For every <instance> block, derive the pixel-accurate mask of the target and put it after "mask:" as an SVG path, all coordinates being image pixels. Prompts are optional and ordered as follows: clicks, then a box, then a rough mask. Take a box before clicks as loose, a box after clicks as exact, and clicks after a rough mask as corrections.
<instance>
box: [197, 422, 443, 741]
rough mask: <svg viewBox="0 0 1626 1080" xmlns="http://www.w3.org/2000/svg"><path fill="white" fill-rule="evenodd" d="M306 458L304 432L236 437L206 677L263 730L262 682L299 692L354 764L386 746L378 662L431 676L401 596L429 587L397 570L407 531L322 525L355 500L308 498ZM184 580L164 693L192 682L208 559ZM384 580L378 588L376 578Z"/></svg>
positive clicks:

--- --- ---

[EXERCISE DESCRIPTION] Only lines containing the word "path" should appear in the answer, and every such line from the records above must be there.

[RESPONSE BELOW]
For every <instance> block, derive the pixel-accurate mask of the target and put it after "mask:" as an SVG path, all coordinates being image pixels. Prompts are optional and ordered as follows: clicks, then a box, then a rough mask. Take a box before clicks as loose, a box after clicks as exact, and clicks after a rough mask as corrections.
rough mask: <svg viewBox="0 0 1626 1080" xmlns="http://www.w3.org/2000/svg"><path fill="white" fill-rule="evenodd" d="M306 458L304 432L236 437L206 677L263 730L262 682L299 692L354 764L386 746L378 662L431 676L401 596L429 587L397 570L407 531L322 525L355 500L308 498ZM184 580L164 693L192 682L208 559ZM384 580L378 588L376 578Z"/></svg>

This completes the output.